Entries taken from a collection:
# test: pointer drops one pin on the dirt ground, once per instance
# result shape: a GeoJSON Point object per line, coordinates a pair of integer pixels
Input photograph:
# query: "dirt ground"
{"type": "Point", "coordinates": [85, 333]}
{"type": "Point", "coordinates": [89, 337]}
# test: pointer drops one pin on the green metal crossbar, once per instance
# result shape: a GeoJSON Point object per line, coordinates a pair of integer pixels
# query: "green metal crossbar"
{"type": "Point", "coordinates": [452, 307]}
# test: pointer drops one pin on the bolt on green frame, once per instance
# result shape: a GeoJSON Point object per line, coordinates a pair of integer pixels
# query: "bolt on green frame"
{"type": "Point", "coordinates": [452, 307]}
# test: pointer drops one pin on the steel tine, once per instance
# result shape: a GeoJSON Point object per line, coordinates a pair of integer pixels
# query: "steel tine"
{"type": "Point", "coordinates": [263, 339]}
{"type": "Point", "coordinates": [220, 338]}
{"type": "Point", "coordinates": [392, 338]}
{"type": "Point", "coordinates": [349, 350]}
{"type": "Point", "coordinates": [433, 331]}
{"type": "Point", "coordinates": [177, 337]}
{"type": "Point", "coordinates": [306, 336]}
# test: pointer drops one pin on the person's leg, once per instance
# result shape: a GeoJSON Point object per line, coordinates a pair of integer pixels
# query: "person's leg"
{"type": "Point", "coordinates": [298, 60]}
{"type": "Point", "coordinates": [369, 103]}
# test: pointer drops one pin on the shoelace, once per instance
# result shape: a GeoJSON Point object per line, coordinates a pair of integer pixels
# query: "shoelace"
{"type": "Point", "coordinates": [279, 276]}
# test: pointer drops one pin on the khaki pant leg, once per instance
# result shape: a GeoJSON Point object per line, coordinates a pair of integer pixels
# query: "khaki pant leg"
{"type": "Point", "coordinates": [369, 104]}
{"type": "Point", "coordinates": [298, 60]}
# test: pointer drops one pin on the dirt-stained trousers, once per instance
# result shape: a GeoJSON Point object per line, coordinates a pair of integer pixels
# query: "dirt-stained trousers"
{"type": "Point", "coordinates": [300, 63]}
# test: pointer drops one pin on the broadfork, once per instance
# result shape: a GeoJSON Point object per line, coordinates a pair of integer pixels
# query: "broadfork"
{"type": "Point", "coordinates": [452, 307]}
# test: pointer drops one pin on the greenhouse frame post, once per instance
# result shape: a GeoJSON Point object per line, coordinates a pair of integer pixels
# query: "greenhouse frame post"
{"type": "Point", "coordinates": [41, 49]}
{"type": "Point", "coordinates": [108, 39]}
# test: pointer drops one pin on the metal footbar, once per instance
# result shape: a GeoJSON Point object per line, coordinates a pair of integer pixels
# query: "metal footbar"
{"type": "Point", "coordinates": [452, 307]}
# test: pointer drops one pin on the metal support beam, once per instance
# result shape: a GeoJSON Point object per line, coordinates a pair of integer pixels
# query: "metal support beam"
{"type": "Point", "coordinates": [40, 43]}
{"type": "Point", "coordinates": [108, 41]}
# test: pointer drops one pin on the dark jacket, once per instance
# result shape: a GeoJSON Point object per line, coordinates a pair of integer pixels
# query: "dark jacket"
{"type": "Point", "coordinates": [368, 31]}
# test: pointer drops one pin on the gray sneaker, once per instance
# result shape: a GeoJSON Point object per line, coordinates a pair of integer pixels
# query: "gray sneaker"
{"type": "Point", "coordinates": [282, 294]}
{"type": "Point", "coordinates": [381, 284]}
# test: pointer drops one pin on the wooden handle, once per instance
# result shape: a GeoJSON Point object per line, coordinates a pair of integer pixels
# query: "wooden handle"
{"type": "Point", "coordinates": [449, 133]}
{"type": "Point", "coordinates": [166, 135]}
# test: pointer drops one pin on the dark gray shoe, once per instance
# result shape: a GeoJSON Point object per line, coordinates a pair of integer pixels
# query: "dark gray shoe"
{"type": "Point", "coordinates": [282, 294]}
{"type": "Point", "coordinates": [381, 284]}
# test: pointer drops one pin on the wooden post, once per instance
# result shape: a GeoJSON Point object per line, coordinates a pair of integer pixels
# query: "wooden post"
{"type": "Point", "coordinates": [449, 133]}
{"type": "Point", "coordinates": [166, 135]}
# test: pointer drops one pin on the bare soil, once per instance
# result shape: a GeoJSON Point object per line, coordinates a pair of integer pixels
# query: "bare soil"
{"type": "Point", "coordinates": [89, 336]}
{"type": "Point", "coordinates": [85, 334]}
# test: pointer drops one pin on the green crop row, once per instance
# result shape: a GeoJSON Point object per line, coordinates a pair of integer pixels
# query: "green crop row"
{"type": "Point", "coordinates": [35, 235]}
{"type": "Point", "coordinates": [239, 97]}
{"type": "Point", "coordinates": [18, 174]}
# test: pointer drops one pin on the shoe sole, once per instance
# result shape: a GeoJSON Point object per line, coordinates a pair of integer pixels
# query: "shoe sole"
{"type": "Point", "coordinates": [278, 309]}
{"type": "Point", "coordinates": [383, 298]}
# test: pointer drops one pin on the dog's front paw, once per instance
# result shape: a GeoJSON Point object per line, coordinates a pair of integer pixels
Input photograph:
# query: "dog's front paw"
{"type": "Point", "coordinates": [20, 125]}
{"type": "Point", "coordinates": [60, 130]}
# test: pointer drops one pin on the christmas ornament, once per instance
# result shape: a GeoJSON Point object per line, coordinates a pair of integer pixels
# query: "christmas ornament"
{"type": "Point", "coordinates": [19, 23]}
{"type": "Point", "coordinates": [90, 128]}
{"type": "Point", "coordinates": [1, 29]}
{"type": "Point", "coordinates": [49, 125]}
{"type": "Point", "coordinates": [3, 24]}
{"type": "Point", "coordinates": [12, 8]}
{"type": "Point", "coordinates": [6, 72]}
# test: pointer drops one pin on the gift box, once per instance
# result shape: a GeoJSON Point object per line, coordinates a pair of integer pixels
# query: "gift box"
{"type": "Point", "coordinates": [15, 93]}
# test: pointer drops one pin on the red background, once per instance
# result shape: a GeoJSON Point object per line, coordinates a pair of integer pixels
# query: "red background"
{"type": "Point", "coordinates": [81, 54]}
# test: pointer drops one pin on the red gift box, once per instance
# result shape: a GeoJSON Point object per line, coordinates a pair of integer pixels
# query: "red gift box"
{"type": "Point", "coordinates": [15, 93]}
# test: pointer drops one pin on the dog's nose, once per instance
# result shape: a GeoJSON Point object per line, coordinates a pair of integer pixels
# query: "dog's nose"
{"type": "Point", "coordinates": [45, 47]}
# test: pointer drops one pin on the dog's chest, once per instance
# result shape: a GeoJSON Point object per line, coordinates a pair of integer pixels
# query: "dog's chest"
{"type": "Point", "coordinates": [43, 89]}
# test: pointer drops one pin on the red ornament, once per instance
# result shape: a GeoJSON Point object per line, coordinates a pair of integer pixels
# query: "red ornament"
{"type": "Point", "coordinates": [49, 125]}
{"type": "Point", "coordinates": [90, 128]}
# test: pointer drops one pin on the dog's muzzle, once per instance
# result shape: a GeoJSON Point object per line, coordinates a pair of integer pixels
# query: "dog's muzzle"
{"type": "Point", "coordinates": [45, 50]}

**EXERCISE REQUIREMENTS:**
Reproduce every entry shown above, precisely as it stands.

**EXERCISE ANSWER:**
# test: pointer drops one pin on the dirt ground, once per instance
# result shape: a GeoJSON Point object per line, coordinates a pair of integer pixels
Input photograph:
# query: "dirt ground"
{"type": "Point", "coordinates": [85, 333]}
{"type": "Point", "coordinates": [89, 337]}
# test: pointer drops one pin on the green metal crossbar, once per instance
# result shape: a GeoJSON Point object per line, coordinates a pair of integer pixels
# query: "green metal crossbar"
{"type": "Point", "coordinates": [452, 307]}
# test: pointer drops one pin on the bolt on green frame, once per instance
# result shape: a GeoJSON Point object per line, coordinates a pair of integer pixels
# query: "bolt on green frame"
{"type": "Point", "coordinates": [452, 307]}
# test: pointer drops one pin on the steel tine, once per instance
# result shape: a GeoJSON Point object per line, coordinates a pair of integer pixels
# query: "steel tine"
{"type": "Point", "coordinates": [263, 339]}
{"type": "Point", "coordinates": [220, 338]}
{"type": "Point", "coordinates": [392, 338]}
{"type": "Point", "coordinates": [349, 350]}
{"type": "Point", "coordinates": [433, 331]}
{"type": "Point", "coordinates": [177, 337]}
{"type": "Point", "coordinates": [306, 336]}
# test: pointer drops one pin on the person's leg, once per instance
# result shape: a GeoJSON Point object per line, coordinates a pair of integer pixels
# query: "person's leg"
{"type": "Point", "coordinates": [298, 60]}
{"type": "Point", "coordinates": [369, 103]}
# test: pointer drops one pin on the shoelace, once per instance
# result shape: a GeoJSON Point object per line, coordinates a pair of integer pixels
# query: "shoelace"
{"type": "Point", "coordinates": [279, 276]}
# test: pointer drops one pin on the khaki pant leg, once per instance
# result shape: a GeoJSON Point object per line, coordinates a pair of integer pixels
# query: "khaki pant leg"
{"type": "Point", "coordinates": [369, 104]}
{"type": "Point", "coordinates": [298, 60]}
# test: pointer drops one pin on the dirt-stained trousers, once per instance
# result shape: a GeoJSON Point object per line, coordinates a pair of integer pixels
# query: "dirt-stained trousers"
{"type": "Point", "coordinates": [300, 63]}
# test: pointer drops one pin on the broadfork, once per instance
# result shape: a GeoJSON Point object per line, coordinates a pair of integer pixels
# query: "broadfork"
{"type": "Point", "coordinates": [452, 307]}
# test: pointer drops one pin on the greenhouse frame post, once per instance
# result shape: a GeoJSON Point object per line, coordinates a pair of integer pixels
# query: "greenhouse frame post"
{"type": "Point", "coordinates": [41, 49]}
{"type": "Point", "coordinates": [108, 39]}
# test: pointer drops one pin on the metal footbar, once per instance
# result shape: a GeoJSON Point object per line, coordinates a pair of integer pixels
# query: "metal footbar"
{"type": "Point", "coordinates": [452, 307]}
# test: pointer drops one pin on the metal support beam, once per instance
# result shape: a GeoJSON Point object per line, coordinates a pair of integer pixels
# query: "metal support beam"
{"type": "Point", "coordinates": [40, 43]}
{"type": "Point", "coordinates": [108, 41]}
# test: pointer drops one pin on the dark jacket, once per instance
# result shape: a GeoJSON Point object per line, coordinates a pair of integer pixels
# query: "dark jacket"
{"type": "Point", "coordinates": [368, 31]}
# test: pointer drops one pin on the gray sneaker, once per instance
# result shape: a GeoJSON Point object per line, coordinates a pair of integer pixels
# query: "gray sneaker"
{"type": "Point", "coordinates": [282, 294]}
{"type": "Point", "coordinates": [381, 284]}
# test: pointer drops one pin on the wooden handle, once per instance
# result shape: a GeoJSON Point object per line, coordinates a pair of integer pixels
# query: "wooden handle"
{"type": "Point", "coordinates": [449, 133]}
{"type": "Point", "coordinates": [166, 135]}
# test: pointer drops one pin on the dark gray shoe, once per instance
# result shape: a GeoJSON Point object per line, coordinates a pair of integer pixels
# query: "dark gray shoe"
{"type": "Point", "coordinates": [282, 294]}
{"type": "Point", "coordinates": [381, 284]}
# test: pointer drops one pin on the wooden post, once per instance
# result shape: a GeoJSON Point object per line, coordinates a pair of integer pixels
# query: "wooden post"
{"type": "Point", "coordinates": [449, 133]}
{"type": "Point", "coordinates": [166, 135]}
# test: pointer drops one pin on the bare soil, once per instance
# result shape: a GeoJSON Point object per line, coordinates a pair of integer pixels
# query: "bare soil"
{"type": "Point", "coordinates": [89, 336]}
{"type": "Point", "coordinates": [85, 334]}
# test: pointer drops one pin on the green crop row, once per instance
# result shape: a GeoJSON Point object per line, coordinates a pair of integer pixels
# query: "green crop row"
{"type": "Point", "coordinates": [35, 235]}
{"type": "Point", "coordinates": [239, 97]}
{"type": "Point", "coordinates": [18, 174]}
# test: pointer drops one pin on the shoe sole, once per instance
# result shape: a GeoJSON Point object per line, coordinates a pair of integer pixels
# query: "shoe sole"
{"type": "Point", "coordinates": [278, 309]}
{"type": "Point", "coordinates": [383, 298]}
# test: pointer drops one pin on the dog's front paw, once per instance
# result shape: a GeoJSON Point object per line, coordinates a pair of integer pixels
Input photograph:
# query: "dog's front paw"
{"type": "Point", "coordinates": [20, 125]}
{"type": "Point", "coordinates": [60, 130]}
# test: pointer drops one pin on the christmas ornament, once per instance
# result shape: a GeoJSON Point object per line, coordinates a pair of integer pixels
# query: "christmas ornament"
{"type": "Point", "coordinates": [19, 23]}
{"type": "Point", "coordinates": [90, 128]}
{"type": "Point", "coordinates": [1, 29]}
{"type": "Point", "coordinates": [49, 125]}
{"type": "Point", "coordinates": [3, 24]}
{"type": "Point", "coordinates": [12, 8]}
{"type": "Point", "coordinates": [6, 72]}
# test: pointer drops one pin on the gift box, once per instance
# result shape: a GeoJSON Point object per line, coordinates a pair of integer pixels
# query: "gift box"
{"type": "Point", "coordinates": [15, 93]}
# test: pointer drops one pin on the red background, once per instance
# result shape: a GeoJSON Point object per line, coordinates a pair of integer pixels
# query: "red background"
{"type": "Point", "coordinates": [81, 54]}
# test: pointer drops one pin on the red gift box, once per instance
# result shape: a GeoJSON Point object per line, coordinates a pair of integer pixels
# query: "red gift box"
{"type": "Point", "coordinates": [15, 93]}
# test: pointer drops one pin on the dog's nose, once per instance
# result shape: a GeoJSON Point object per line, coordinates a pair of integer pixels
# query: "dog's nose"
{"type": "Point", "coordinates": [45, 47]}
# test: pointer drops one pin on the dog's chest, once per instance
# result shape: a GeoJSON Point object per line, coordinates a pair of integer pixels
# query: "dog's chest"
{"type": "Point", "coordinates": [43, 89]}
# test: pointer drops one pin on the red ornament, once per instance
# result shape: a GeoJSON Point object per line, coordinates a pair of integer pixels
# query: "red ornament"
{"type": "Point", "coordinates": [49, 125]}
{"type": "Point", "coordinates": [90, 128]}
# test: pointer drops one pin on the dog's muzzle, once per instance
# result shape: a GeoJSON Point object per line, coordinates a pair of integer pixels
# query: "dog's muzzle"
{"type": "Point", "coordinates": [45, 50]}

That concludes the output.